# Fragmento seleccionado:
__________________________________________________

Algunas de las noches de verano me regalan la posibilidad de convivir con los que ya no están en una escena tan vívida y natural, que incluso tengo que agitar la cabeza al final para cerciorarme que no es posible, que hace mucho que se fueron, y que si aún estuvieran, seguro que su imagen ya no sería la misma.
Hoy he soñado con mi abuela. Estaba en el gran comedor de su casa, con las luces de la vieja araña encendidas. Debía ser tarde, pues en su casa había la costumbre de dejar que la oscuridad invadiera la estancia antes de darle al interruptor de la luz. Ella estaba sentada en su pequeña silla de mimbre, la que prefería a todas las demás, no sé porqué. Lo que me sorprendió es que no se hallara frente a la ventana, a pesar que ese era su lugar desde siempre...

__________________________________________________

# Instrucciones de trabajo:
Escribe la continuación del relato sobre el sueño con la abuela, empezando justo después de su última oración.

# Material proporcionado:
__________________________________________________

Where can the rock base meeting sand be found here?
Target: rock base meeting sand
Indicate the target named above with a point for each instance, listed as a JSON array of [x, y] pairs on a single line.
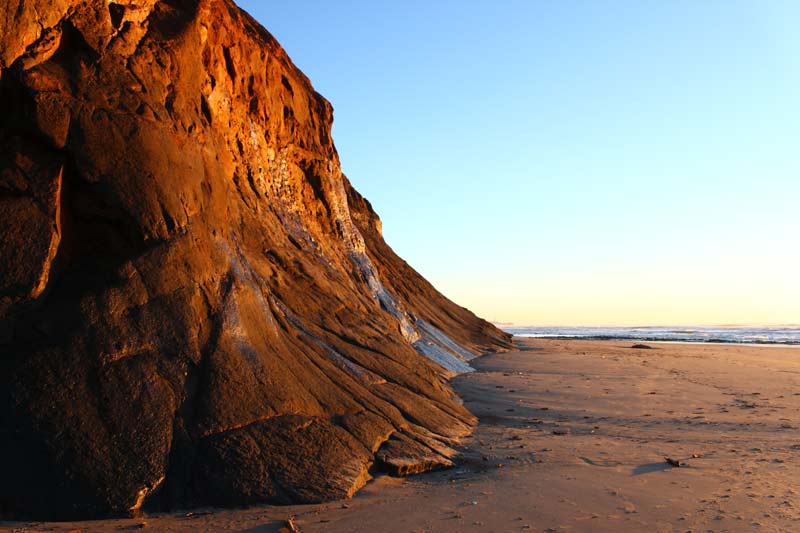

__________________________________________________

# Área de respuesta:
Cuando éramos unos enanos, allí nos cantaba sus canciones mientras nos mecía en sus rodillas, y eran tan fáciles de tararear como las zarzuelas que le encantaban:
Bisturí, bisturí
Se quería casar
Y quería vivir
A la orilla del mar
Y gastaba levita
Pantalón y fusil
Y por eso le llaman
Bisturí, bisturí. La Rosa del Azafrán
Se quería casar
Y quería vivir
A la orilla del mar
Y gastaba levita
Pantalón y fusil
Y por eso le llaman
Bisturí, bisturí. La Rosa del Azafrán
Cuando crecimos un poco, ahí siempre la encontrábamos al regreso de cualquier parte, ya fuera del colegio, justo después de las cinco, o en verano, de la horchatería de la esquina, cargados de ilusión con una lechera helada de color limón con no mucho hielo, como nos repetía siempre mi madre. La puerta de hierro granate nos ayudaba entonces a alcanzar el timbre allá en lo alto enganchando pies y manos a sus barrotes. Aunque nos había visto desde lejos, nos dejaba hacer, pues para eso éramos sus nietos y ella, nuestra única abuela.
Desde allí también tejió con amor gorros verdes o bufandas granates, mantas de cuadros con retales y ponchos con flecos. Durante largas tardes creó para nosotros un regalo, un presente, que lucíamos para su orgullo y a veces para nuestro fastidio, en cada foto de los dos hermanos.
Siempre estaba, imperturbable, y en cuanto nos veía girar la calle, agitaba la mano para saludarnos. No sé cómo lo hacía pero nos veía a pesar que tratábamos de escondernos, ¡cómo me fastidiaba durante la adolescencia que pudiera distinguir mi figura desde tan lejos!...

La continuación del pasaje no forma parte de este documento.